→ **Wyodrębniony tekst**:
===
Paulina Porizkova, twarz marki Estée Lauder z jednej ze słynniejszych kampanii beauty w dziejach, nie miała życia usłanego różami. Po wielu trudnych chwilach, teraz, kończąc 60 lat, czuje się dobrze we własnym ciele i życiu.
Paulina Porizkova rozgłos zyskała wcześnie, bo jako czterolatka. Jej rodzice, dysydenci polityczni, zbiegli z Czechosłowacji do Szwecji. Córkę zostawili pod opieką babci, wierząc, że niebawem po nią wrócą. Tak się nie stało. Mimo zaciekłej walki o sprowadzenie dziewczynki do Szwecji nie widzieli jej przez niemal pięć kolejnych lat. Nic nie pomagało: petycje, prośby, groźby, nawet strajk głodowy pod czeską ambasadą w Sztokholmie. Wkrótce sprawą zainteresowały się światowe media, a Paulina stała się lokalną gwiazdą. Pod domem jej babci w Prościejowie codziennie czatowali fotoreporterzy, żądni nowych informacji. – To było moje pierwsze doświadczenie z rozpoznawalnością. Bardzo bolesne – wspominała po latach.
===
→ **Fragment zbioru danych**:
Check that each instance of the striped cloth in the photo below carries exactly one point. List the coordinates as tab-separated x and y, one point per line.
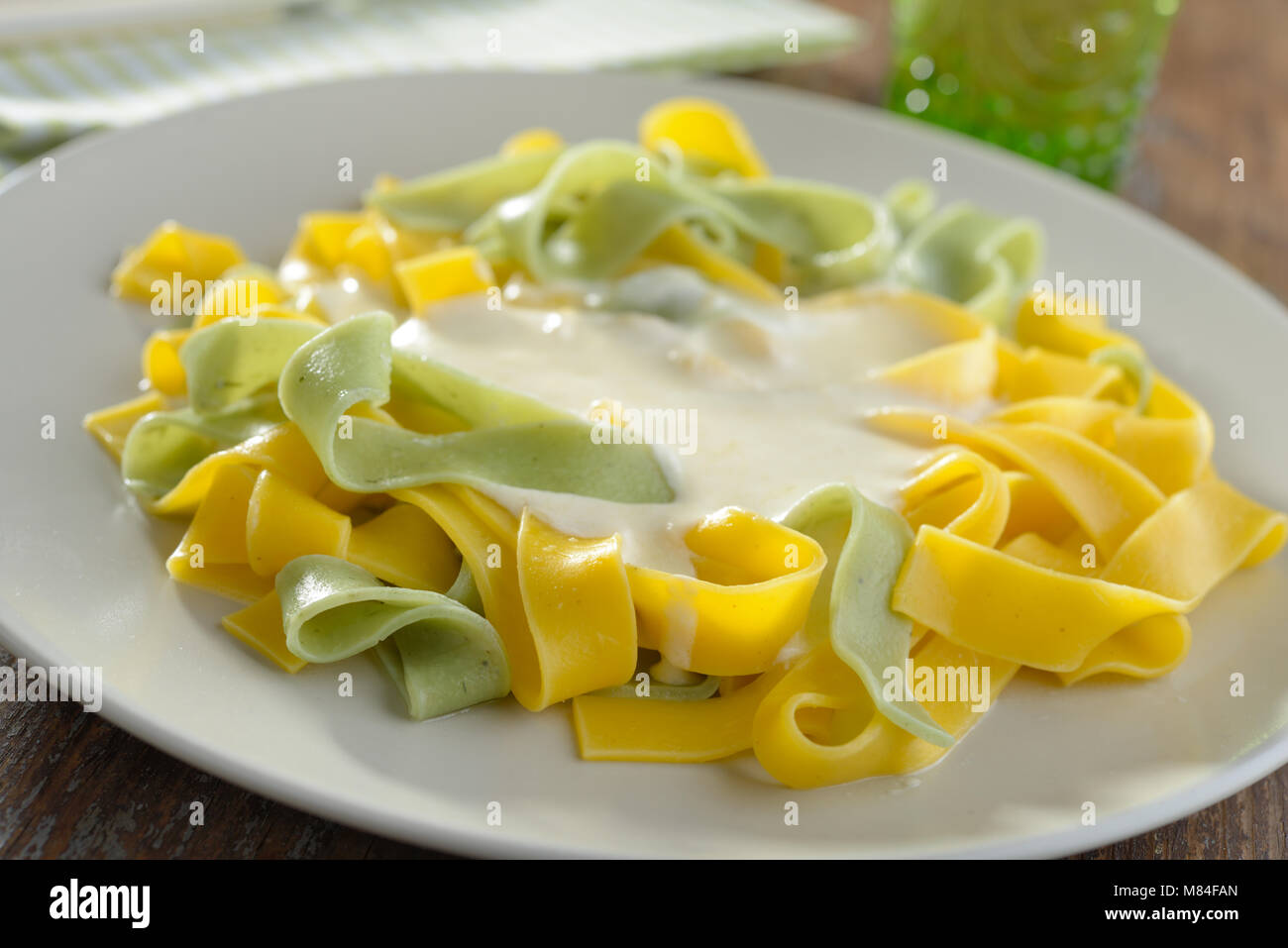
===
→ **Zestaw ćwiczeń**:
**a.** Przepisz wiernie fragment tekstu o Paulinie Porizkovej. Zacznij od słów „Paulina Porizkova, twarz”, a skończ na słowach „ciele i życiu.”.
**b.** Do jakiego kraju zbiegli z Czechosłowacji rodzice Pauliny Porizkovej według tekstu o niej?
**c.** Napisz dalszy ciąg tekstu o Paulinie Porizkovej, zaczynając od miejsca po jego ostatnim zdaniu.

→ **Odpowiedzi do zadań**:
**a.**
Paulina Porizkova, twarz marki Estée Lauder z jednej ze słynniejszych kampanii beauty w dziejach, nie miała życia usłanego różami. Po wielu trudnych chwilach, teraz, kończąc 60 lat, czuje się dobrze we własnym ciele i życiu.

**b.** Do Szwecji.

**c.**
W końcu, w 1973 roku, dziewczynka dołączyła do rodziców. Miała osiem lat. Radość trwała jednak tylko chwilę. Ojciec Pauliny wkrótce porzucił jej matkę dla innej kobiety i odmówił płacenia alimentów. Dziewczynka często chodziła głodna. Na dodatek była prześladowana w szkole. Nazywano ją „brudną komunistką”, wyszydzano jej akcent, skromne ubrania, krzywe zęby i szczupłą sylwetkę. – Byłam kopana, pluli na mnie i wyzywali, a wszystko dlatego, że byłam uchodźczynią – opowiadała.

Jak brzydkie kaczątko zmieniło się w łabędzia
Sytuacja poprawiła się dopiero, gdy Porizkova skończyła 13 lat. Wyrosła bowiem na prawdziwą piękność. Sama nigdy nie pomyślałaby o karierze modelki, ale zgodziła się pozować dla koleżanki, która marzyła o pracy wizażystki. „Christine poprosiła, byśmy były jej modelkami” – pisała w poście na Instagramie w 2017 roku. – „Każdej z nas zrobiła makijaż, a potem zdjęcia. Plan był taki, że wyślemy je do agencji w Paryżu. Gdy zobaczyłam zdjęcia, byłam w szoku. Nigdy nie przyszłoby mi do głowy, że jestem ładna. A jednak, zadziała się jakaś magia”.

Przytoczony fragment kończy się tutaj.